Each line of the data below that includes the string "canopy" must be copied.

Natural language region descriptions:
──────────

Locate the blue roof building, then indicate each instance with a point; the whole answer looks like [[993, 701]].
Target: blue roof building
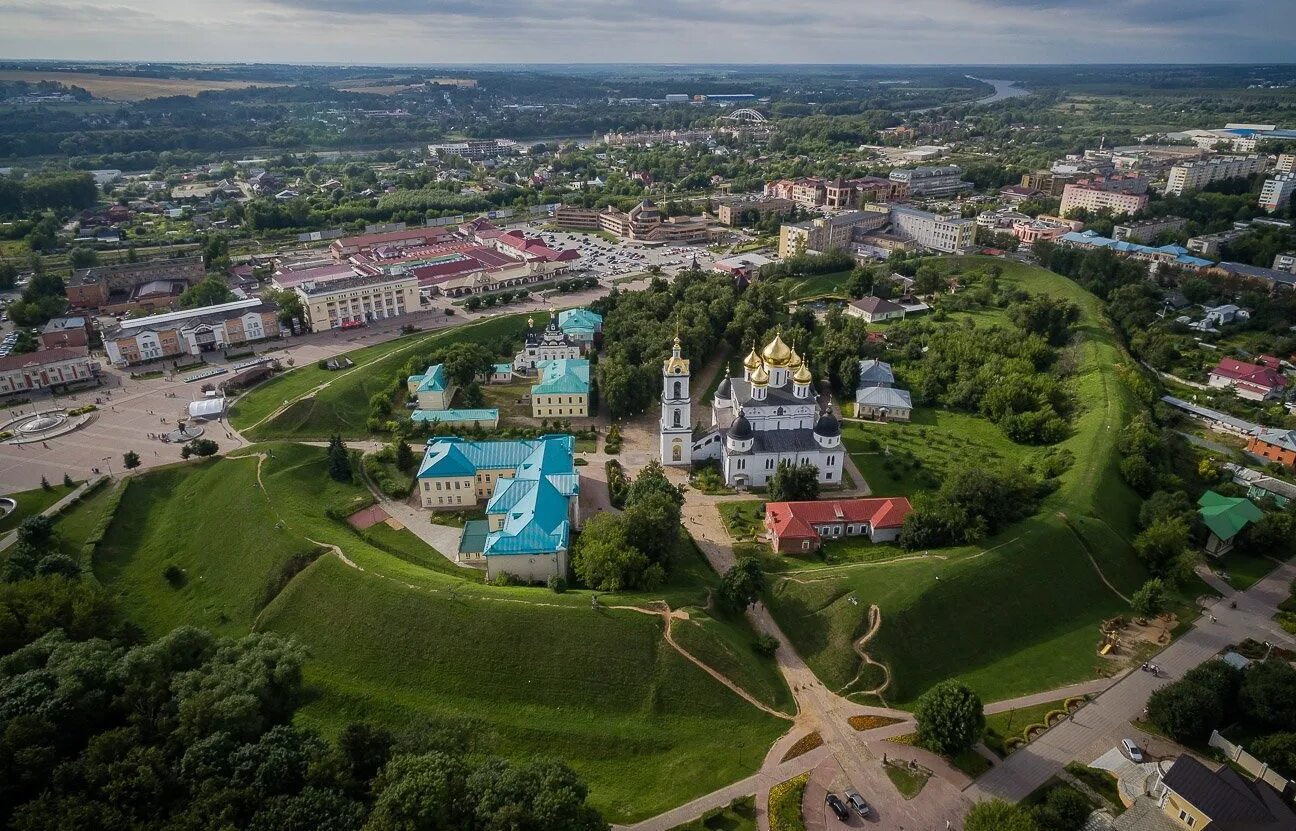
[[533, 501], [1174, 254]]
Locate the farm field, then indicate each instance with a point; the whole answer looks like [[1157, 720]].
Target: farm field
[[123, 88], [1019, 613], [407, 638], [344, 405]]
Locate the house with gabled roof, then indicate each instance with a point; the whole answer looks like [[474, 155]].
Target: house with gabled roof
[[798, 526], [533, 501], [563, 389], [1225, 517]]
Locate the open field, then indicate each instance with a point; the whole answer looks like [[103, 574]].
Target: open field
[[1020, 613], [344, 405], [122, 88], [408, 637], [31, 502]]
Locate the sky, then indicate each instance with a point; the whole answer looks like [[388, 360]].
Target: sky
[[692, 31]]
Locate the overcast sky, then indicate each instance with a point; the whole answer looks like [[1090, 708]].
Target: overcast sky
[[758, 31]]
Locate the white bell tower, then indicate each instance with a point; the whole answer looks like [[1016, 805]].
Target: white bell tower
[[677, 410]]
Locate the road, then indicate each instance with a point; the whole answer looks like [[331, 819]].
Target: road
[[1099, 725]]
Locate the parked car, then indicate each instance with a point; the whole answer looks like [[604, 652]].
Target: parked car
[[858, 803], [837, 807]]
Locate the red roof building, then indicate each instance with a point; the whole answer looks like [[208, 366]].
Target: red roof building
[[1249, 380], [796, 526]]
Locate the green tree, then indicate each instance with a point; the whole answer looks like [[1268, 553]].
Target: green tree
[[1150, 598], [741, 585], [209, 292], [605, 560], [950, 718], [338, 460], [998, 816], [793, 482], [1268, 694]]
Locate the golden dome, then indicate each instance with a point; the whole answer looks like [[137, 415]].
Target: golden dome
[[776, 353]]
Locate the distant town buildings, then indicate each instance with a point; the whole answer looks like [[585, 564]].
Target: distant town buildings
[[191, 331], [1196, 175]]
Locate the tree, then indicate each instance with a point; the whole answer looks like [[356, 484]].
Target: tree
[[338, 460], [741, 585], [405, 456], [1150, 598], [795, 482], [950, 718], [36, 530], [1161, 543], [1269, 694], [998, 816], [604, 558], [209, 292]]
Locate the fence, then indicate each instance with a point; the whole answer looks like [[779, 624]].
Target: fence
[[1248, 762]]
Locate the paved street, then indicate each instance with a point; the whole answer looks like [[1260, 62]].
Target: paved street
[[1099, 725]]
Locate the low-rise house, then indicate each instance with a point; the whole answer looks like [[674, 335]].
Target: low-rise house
[[65, 332], [1192, 797], [1225, 517], [797, 526], [48, 368], [1248, 380], [563, 389], [533, 501], [876, 394], [875, 310], [1274, 445]]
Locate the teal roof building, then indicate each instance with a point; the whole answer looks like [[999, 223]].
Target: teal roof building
[[581, 324], [567, 376], [530, 512]]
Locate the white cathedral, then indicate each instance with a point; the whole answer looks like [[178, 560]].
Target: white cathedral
[[767, 416]]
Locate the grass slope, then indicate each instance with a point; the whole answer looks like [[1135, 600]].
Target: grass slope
[[342, 406], [407, 637], [1019, 615]]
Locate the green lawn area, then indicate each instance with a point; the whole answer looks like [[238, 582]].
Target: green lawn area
[[344, 405], [907, 782], [414, 635], [903, 459], [817, 285], [1020, 613], [31, 502]]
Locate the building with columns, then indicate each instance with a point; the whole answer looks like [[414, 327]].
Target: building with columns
[[767, 416]]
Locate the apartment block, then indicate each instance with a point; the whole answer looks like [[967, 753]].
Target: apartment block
[[1147, 230], [931, 182], [941, 232], [1196, 175], [1278, 192], [355, 301]]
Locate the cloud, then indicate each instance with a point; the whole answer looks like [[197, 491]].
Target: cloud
[[670, 31]]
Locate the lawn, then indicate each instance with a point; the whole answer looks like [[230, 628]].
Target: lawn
[[412, 635], [903, 459], [31, 502], [344, 405], [1020, 613]]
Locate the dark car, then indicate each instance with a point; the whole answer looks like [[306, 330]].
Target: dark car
[[837, 808], [858, 803]]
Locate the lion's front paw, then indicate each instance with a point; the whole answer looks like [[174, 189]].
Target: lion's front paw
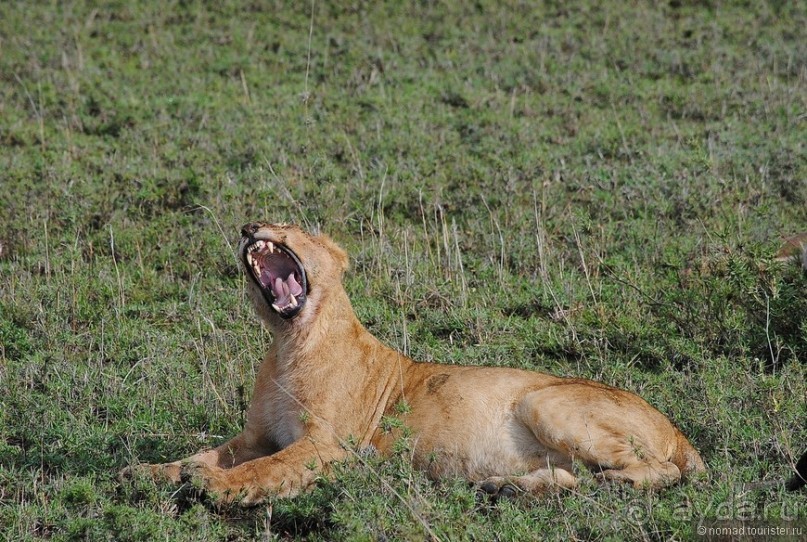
[[220, 485]]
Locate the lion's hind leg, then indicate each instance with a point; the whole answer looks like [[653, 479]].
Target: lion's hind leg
[[613, 432]]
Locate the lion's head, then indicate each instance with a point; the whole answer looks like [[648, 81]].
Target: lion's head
[[289, 271]]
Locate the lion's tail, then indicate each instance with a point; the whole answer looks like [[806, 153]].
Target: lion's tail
[[687, 458]]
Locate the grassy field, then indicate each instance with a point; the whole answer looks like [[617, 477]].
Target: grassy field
[[591, 189]]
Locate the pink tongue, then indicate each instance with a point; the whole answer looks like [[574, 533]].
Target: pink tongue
[[294, 287], [284, 290]]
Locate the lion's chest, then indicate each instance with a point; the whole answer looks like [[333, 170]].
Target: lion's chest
[[283, 415]]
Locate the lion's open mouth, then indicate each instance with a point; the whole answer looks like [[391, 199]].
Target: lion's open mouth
[[280, 275]]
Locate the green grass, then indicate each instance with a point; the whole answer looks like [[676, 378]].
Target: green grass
[[590, 189]]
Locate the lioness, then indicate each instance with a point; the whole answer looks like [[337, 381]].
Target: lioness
[[327, 381]]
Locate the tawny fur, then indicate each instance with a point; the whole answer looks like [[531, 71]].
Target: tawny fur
[[327, 382]]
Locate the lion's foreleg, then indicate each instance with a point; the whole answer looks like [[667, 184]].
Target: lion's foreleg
[[283, 474]]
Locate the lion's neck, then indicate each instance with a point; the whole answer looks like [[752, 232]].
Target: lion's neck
[[313, 338]]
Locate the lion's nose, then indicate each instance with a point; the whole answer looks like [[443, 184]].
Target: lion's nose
[[248, 230]]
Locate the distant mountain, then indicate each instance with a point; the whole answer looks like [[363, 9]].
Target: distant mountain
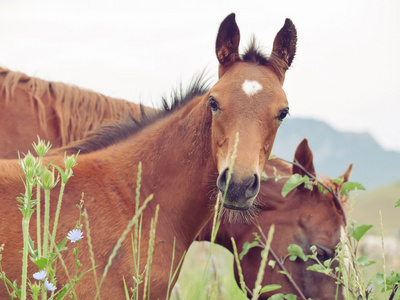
[[334, 150]]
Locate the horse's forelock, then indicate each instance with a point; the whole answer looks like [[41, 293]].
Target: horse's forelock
[[253, 54]]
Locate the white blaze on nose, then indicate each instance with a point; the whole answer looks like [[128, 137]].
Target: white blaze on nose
[[251, 87]]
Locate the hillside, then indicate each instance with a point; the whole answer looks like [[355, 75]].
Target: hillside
[[334, 150]]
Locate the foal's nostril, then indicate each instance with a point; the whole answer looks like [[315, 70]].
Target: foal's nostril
[[253, 187], [221, 181]]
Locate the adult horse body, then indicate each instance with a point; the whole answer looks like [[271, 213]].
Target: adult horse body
[[181, 154], [55, 111], [303, 217]]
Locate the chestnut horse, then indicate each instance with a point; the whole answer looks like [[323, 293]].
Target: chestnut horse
[[183, 152], [57, 112], [303, 217]]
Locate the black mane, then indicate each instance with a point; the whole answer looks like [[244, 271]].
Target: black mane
[[106, 136]]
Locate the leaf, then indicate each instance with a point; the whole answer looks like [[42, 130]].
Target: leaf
[[364, 261], [293, 182], [359, 231], [246, 247], [272, 263], [269, 288], [379, 278], [277, 297], [41, 263], [320, 269], [351, 186], [295, 251], [264, 176]]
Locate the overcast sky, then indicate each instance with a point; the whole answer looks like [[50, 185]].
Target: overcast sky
[[346, 71]]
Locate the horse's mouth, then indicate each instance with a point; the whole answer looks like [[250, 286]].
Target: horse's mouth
[[233, 207]]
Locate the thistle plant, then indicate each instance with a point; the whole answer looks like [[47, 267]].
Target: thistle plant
[[37, 176]]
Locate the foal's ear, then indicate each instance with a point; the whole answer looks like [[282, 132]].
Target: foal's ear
[[227, 44], [284, 48], [304, 157]]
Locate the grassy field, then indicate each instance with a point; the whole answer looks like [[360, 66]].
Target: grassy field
[[368, 204], [206, 276]]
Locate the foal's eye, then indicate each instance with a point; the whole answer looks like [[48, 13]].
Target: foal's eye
[[213, 103], [283, 114]]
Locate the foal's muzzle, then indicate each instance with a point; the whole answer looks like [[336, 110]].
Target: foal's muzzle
[[240, 193]]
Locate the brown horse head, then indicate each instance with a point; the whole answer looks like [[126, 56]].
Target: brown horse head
[[247, 100], [305, 217]]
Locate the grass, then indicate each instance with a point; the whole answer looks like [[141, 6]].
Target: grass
[[208, 269], [206, 275], [368, 204]]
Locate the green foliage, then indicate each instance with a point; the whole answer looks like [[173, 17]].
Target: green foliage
[[246, 247], [295, 251], [293, 182], [347, 187], [359, 231]]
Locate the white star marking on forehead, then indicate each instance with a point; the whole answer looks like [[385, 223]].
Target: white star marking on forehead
[[251, 87]]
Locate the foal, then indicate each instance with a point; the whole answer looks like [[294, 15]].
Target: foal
[[180, 152], [303, 217]]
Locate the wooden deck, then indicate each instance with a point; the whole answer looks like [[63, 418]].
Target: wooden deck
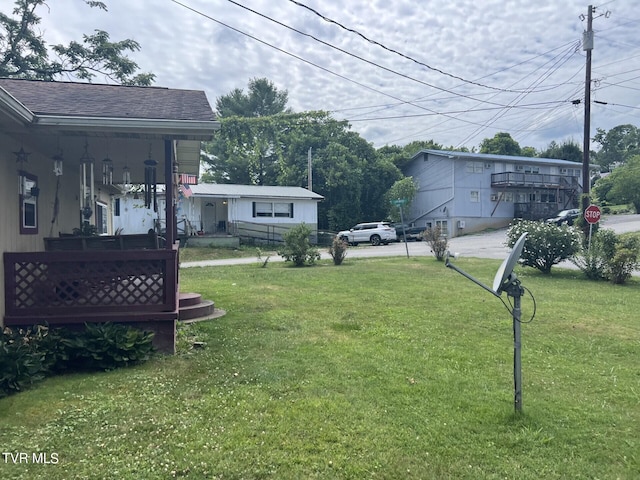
[[76, 286]]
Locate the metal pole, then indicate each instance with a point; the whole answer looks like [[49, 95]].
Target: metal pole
[[587, 45], [404, 233], [517, 360]]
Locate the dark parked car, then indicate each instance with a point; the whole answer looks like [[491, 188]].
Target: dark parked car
[[411, 231], [565, 217]]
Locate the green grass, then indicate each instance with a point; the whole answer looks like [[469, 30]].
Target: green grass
[[380, 368], [195, 254]]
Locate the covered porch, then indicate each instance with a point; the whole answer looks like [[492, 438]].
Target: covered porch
[[79, 145]]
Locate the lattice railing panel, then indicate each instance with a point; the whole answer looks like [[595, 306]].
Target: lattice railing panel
[[44, 283]]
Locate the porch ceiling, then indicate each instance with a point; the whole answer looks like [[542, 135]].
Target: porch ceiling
[[126, 124]]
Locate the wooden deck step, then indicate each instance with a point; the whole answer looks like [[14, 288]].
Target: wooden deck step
[[193, 307]]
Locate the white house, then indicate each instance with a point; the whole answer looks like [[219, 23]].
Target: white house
[[466, 192], [216, 211]]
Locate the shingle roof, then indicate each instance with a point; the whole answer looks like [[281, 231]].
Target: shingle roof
[[109, 101], [262, 191], [502, 158]]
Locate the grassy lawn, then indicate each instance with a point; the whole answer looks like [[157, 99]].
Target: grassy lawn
[[380, 368], [196, 254]]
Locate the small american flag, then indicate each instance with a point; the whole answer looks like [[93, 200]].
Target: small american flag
[[187, 179], [185, 191]]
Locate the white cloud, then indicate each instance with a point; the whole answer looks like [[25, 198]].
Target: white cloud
[[508, 45]]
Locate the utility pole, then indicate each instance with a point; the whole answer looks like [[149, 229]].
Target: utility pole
[[587, 44]]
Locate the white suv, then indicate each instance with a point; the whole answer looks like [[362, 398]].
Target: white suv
[[374, 232]]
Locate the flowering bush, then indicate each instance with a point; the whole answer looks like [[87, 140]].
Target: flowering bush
[[611, 257], [437, 241], [546, 244]]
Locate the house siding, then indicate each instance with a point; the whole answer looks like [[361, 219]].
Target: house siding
[[40, 165], [458, 188]]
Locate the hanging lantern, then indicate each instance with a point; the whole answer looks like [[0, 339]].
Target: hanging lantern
[[126, 177], [86, 182], [107, 171], [150, 193], [58, 161]]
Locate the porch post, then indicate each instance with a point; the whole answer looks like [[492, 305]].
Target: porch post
[[170, 211]]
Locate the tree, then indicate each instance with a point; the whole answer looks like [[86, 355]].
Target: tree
[[500, 144], [263, 99], [623, 184], [402, 190], [24, 52], [567, 150], [616, 145]]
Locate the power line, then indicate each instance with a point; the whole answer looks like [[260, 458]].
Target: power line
[[395, 72], [330, 20]]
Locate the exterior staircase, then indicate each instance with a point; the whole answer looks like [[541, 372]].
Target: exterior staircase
[[192, 308]]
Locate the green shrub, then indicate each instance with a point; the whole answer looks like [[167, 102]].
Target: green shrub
[[437, 241], [593, 260], [106, 346], [21, 362], [338, 250], [610, 257], [546, 244], [27, 355], [297, 247]]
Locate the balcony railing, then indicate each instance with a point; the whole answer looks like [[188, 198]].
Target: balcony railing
[[537, 180], [66, 287]]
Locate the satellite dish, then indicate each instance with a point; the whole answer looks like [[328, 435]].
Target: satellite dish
[[506, 280], [503, 275]]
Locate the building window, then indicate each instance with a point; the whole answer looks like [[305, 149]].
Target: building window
[[101, 218], [474, 167], [283, 210], [268, 209], [262, 209], [28, 202]]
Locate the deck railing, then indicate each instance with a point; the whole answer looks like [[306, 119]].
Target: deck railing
[[81, 286]]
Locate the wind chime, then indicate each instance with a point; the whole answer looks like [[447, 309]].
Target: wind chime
[[86, 183], [150, 183], [107, 169]]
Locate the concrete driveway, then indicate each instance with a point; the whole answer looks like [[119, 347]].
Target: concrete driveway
[[483, 245]]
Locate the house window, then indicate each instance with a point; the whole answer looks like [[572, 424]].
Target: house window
[[28, 202], [101, 218], [268, 209], [474, 167], [283, 210], [262, 209]]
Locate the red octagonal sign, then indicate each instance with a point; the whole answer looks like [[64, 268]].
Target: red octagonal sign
[[592, 214]]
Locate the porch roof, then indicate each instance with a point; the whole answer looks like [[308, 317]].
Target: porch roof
[[125, 121], [253, 191]]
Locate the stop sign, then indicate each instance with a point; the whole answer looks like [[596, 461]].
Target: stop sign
[[592, 214]]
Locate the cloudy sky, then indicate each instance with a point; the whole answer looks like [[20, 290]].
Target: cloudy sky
[[455, 71]]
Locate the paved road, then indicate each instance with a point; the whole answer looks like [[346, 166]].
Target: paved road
[[482, 245]]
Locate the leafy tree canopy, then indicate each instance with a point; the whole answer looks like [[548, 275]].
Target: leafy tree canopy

──────────

**RESULT BELOW:**
Locate the leafy tree canopy, then indicate each instance with a point; the whole answer looks like [[548, 275]].
Target: leafy tree canopy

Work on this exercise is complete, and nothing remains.